## start Source material

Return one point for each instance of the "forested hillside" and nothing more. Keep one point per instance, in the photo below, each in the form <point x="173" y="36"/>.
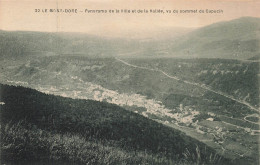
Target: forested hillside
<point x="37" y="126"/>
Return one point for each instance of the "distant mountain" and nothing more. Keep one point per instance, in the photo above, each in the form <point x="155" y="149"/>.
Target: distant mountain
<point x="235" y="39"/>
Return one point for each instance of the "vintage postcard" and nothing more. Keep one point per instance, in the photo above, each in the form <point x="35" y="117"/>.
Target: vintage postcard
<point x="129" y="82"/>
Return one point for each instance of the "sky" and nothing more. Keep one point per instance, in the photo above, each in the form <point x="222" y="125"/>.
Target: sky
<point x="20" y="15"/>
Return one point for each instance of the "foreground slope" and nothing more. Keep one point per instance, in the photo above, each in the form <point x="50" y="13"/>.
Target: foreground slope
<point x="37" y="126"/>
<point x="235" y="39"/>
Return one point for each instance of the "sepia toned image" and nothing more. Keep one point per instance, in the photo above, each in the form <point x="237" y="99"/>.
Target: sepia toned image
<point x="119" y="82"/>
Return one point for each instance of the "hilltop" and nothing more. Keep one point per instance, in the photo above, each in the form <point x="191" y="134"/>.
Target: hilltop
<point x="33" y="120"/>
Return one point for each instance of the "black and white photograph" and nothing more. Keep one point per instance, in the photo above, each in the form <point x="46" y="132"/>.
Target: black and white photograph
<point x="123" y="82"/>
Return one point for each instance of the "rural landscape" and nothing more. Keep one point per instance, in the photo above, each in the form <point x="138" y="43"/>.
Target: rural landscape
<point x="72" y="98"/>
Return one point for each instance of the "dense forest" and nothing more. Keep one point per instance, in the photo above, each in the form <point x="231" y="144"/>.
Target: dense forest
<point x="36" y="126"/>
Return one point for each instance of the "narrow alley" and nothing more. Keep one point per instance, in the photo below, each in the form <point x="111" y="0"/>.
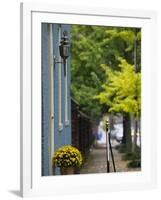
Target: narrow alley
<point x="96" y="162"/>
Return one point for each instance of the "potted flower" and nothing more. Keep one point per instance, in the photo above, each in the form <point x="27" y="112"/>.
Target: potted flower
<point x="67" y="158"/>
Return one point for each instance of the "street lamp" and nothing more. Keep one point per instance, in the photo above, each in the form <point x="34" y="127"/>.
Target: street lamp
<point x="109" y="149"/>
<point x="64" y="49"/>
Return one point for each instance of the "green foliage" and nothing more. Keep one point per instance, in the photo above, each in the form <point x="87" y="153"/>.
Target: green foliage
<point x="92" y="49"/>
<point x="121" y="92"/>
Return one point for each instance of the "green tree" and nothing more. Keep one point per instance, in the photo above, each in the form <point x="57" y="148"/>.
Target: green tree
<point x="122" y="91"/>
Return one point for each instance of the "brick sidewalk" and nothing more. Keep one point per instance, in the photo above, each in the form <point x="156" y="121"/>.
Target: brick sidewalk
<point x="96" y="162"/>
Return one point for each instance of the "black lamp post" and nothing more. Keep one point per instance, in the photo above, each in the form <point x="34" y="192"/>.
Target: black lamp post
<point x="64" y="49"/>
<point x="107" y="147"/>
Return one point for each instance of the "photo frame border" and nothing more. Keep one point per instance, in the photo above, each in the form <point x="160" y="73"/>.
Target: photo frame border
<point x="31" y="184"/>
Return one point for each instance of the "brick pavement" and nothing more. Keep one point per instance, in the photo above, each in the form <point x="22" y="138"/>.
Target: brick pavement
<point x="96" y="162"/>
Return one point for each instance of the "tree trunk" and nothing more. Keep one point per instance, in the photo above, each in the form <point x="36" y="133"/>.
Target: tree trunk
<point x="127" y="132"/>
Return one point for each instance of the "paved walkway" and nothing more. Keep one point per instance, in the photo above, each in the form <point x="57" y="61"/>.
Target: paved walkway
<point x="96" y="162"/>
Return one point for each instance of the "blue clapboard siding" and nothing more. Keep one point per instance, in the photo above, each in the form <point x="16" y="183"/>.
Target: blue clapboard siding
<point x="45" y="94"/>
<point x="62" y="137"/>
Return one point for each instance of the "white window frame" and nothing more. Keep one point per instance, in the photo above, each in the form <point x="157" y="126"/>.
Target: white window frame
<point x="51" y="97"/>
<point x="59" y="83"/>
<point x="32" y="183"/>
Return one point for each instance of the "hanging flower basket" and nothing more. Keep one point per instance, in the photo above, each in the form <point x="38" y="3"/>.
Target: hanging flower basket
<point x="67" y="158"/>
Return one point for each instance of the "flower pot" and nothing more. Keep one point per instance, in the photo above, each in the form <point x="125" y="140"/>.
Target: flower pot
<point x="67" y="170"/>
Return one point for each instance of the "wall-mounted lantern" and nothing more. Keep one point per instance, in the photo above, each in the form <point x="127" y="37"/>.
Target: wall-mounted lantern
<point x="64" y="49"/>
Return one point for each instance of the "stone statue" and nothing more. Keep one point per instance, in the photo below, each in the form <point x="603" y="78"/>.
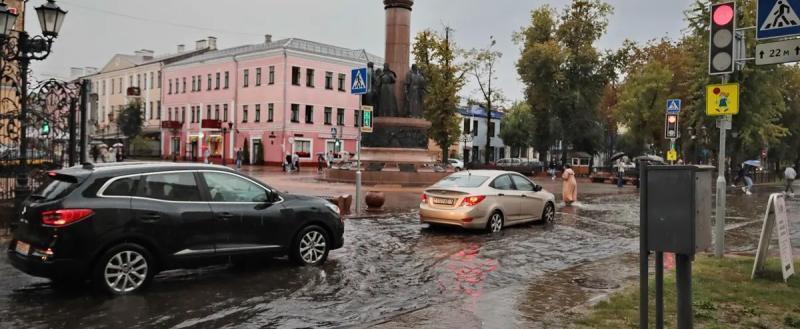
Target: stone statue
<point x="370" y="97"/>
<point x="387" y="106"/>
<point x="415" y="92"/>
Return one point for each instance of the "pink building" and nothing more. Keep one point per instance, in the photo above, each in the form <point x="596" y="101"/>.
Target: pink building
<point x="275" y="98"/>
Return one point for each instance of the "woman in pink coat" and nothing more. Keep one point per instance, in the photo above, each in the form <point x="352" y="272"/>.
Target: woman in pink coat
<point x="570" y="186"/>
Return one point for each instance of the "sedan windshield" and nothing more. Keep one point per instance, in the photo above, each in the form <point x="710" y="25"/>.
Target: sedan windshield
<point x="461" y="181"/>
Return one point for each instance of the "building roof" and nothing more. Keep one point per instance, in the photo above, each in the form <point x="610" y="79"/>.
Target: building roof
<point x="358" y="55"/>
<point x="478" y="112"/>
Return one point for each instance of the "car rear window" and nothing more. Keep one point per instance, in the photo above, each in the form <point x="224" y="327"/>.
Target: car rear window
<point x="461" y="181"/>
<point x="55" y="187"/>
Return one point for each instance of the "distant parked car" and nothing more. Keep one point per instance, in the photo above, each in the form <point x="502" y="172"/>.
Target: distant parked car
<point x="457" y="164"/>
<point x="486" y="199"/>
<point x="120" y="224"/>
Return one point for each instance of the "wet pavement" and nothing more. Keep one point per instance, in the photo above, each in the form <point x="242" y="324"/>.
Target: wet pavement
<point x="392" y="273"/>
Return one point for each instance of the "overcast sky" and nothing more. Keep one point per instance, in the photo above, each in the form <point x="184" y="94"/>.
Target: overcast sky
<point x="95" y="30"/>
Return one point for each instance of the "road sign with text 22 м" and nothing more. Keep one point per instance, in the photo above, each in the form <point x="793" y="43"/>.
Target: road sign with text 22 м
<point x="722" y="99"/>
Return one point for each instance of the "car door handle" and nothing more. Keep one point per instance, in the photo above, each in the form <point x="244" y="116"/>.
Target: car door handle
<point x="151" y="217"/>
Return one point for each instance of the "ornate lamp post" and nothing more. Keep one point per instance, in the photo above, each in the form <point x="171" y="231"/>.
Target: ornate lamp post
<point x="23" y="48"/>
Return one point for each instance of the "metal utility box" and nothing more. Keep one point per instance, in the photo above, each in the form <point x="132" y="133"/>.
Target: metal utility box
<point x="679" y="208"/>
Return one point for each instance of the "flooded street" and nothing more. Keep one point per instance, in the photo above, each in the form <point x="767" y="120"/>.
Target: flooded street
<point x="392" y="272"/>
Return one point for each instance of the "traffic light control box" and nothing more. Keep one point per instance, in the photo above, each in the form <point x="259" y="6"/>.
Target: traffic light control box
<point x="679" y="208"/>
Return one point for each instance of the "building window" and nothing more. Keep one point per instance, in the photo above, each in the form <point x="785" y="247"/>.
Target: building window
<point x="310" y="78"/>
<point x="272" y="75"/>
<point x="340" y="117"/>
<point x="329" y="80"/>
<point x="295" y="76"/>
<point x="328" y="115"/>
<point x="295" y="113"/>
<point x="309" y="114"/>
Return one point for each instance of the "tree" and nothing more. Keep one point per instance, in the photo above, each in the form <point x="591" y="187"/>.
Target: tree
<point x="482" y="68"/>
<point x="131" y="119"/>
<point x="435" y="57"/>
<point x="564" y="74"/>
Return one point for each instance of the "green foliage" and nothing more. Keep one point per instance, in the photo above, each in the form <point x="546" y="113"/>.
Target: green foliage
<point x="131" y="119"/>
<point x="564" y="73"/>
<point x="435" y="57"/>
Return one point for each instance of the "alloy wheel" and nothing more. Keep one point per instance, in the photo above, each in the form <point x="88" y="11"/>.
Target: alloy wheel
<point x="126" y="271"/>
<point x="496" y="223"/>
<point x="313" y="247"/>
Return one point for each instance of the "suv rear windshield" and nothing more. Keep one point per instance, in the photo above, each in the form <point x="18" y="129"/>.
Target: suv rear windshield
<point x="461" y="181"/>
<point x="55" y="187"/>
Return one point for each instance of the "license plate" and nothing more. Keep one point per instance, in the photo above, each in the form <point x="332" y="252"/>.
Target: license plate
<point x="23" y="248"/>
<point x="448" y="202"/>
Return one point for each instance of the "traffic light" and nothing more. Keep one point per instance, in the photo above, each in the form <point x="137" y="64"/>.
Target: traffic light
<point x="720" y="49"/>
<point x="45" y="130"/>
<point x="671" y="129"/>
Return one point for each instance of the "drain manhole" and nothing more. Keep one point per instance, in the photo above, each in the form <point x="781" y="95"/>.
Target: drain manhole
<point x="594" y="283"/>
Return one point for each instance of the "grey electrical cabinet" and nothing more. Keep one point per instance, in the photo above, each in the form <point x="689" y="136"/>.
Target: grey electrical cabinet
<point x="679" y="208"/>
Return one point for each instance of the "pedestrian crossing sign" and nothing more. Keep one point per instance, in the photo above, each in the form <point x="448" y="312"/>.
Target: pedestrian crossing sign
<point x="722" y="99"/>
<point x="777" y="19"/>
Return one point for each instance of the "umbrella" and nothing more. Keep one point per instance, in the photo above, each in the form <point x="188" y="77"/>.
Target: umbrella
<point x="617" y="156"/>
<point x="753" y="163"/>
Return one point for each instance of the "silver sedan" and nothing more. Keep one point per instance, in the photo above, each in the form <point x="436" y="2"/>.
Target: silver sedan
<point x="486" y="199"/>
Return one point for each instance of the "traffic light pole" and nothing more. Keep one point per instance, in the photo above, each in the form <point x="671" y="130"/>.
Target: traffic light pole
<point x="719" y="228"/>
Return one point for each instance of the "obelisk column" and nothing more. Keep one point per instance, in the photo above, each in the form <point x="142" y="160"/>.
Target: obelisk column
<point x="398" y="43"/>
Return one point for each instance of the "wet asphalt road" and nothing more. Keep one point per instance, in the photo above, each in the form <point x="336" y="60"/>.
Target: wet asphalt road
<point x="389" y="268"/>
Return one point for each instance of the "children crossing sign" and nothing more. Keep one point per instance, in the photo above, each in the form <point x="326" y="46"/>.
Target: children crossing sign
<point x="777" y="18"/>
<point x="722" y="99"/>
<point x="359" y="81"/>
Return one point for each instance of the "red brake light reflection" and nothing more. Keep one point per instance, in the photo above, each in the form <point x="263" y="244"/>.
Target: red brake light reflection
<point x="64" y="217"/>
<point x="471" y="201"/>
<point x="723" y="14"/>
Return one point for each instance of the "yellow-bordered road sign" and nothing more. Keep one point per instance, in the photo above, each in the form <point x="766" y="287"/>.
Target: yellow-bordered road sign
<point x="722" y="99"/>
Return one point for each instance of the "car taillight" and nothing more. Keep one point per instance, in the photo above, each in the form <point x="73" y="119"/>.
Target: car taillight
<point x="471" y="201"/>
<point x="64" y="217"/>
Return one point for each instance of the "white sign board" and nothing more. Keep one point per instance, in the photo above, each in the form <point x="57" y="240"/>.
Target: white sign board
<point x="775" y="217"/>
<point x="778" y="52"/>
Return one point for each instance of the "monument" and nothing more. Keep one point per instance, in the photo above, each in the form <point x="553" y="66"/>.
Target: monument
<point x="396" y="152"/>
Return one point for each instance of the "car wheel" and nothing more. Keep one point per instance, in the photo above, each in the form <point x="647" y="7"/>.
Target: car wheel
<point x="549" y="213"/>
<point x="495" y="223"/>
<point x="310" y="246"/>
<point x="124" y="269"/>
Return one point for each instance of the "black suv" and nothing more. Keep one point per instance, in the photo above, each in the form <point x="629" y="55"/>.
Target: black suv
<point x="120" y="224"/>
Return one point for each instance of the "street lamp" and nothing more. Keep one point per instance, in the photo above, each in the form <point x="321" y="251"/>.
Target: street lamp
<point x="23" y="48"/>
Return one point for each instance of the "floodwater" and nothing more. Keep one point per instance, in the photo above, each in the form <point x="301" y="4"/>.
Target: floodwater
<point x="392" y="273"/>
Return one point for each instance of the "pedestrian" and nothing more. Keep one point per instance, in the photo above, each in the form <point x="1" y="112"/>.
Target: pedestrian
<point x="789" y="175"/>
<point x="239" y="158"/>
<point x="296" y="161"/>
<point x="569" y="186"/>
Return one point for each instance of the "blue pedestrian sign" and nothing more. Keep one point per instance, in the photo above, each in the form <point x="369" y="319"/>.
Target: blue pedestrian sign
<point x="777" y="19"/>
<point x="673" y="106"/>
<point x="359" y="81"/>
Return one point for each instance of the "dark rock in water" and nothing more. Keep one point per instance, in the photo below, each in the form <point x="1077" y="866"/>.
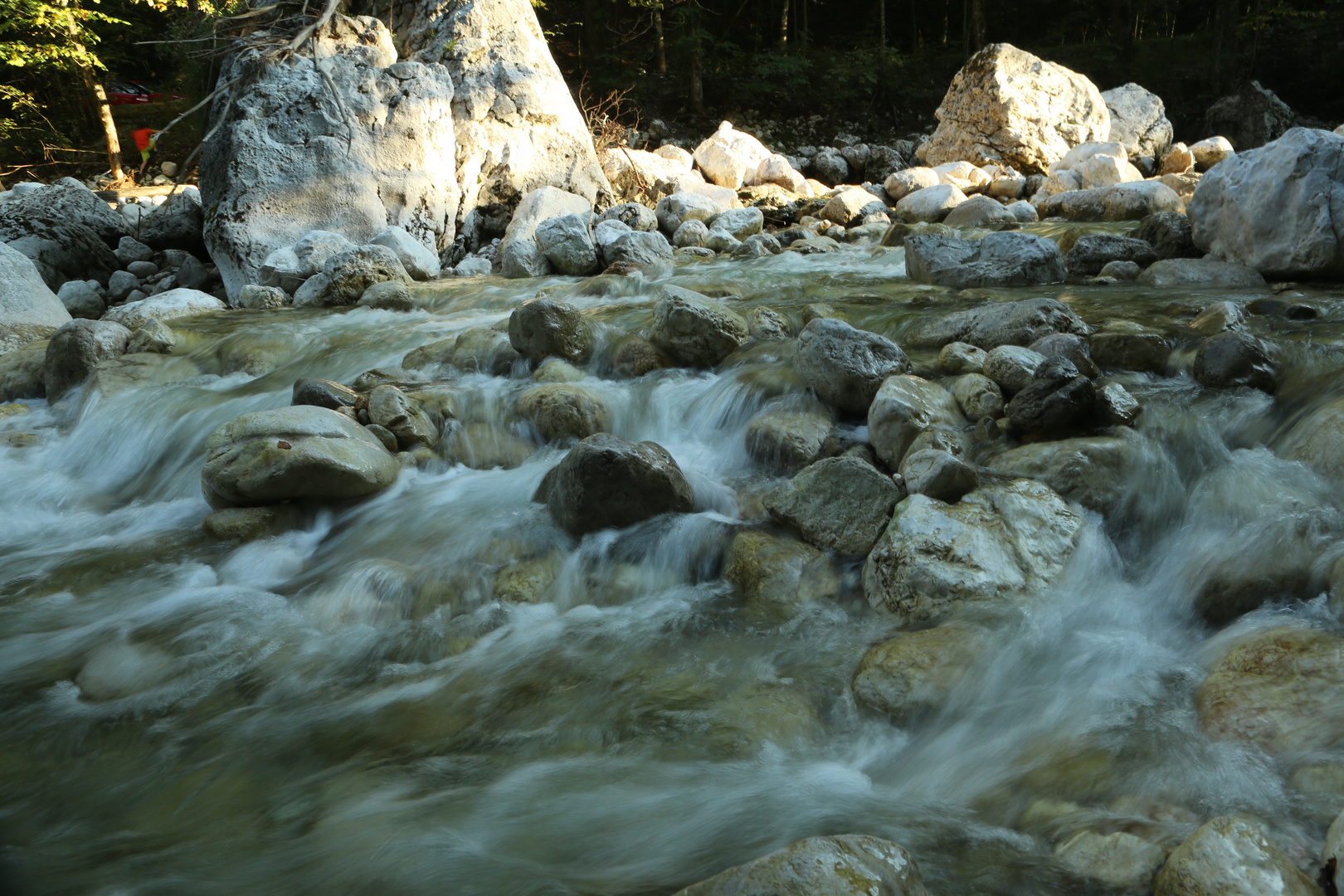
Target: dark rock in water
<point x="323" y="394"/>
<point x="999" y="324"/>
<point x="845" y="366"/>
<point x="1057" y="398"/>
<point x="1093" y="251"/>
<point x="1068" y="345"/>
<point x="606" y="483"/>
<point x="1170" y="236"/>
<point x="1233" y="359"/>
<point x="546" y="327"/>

## end Source material

_Task directions:_ Count the lines in the records above that contain the string "sidewalk", matching uppercase and lowercase exactly. Give only the number.

_Correct result:_ 2